Could you reproduce, exactly as written, every line from the one containing "Task: locate the yorkshire" through the last line of the records, and nothing else?

== Task inputs ==

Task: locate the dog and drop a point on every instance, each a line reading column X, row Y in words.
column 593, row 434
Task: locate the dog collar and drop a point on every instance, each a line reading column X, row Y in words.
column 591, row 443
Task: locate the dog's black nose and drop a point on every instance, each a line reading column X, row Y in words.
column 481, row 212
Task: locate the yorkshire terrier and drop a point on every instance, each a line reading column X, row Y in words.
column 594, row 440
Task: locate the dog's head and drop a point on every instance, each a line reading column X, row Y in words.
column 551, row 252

===

• [Expected answer]
Task: locate the yorkshire terrier and drop a point on every instance, each a line reading column X, row Y in words.
column 594, row 440
Task: locate the dog's head and drop a point on every instance, each a line reading column X, row Y in words.
column 551, row 252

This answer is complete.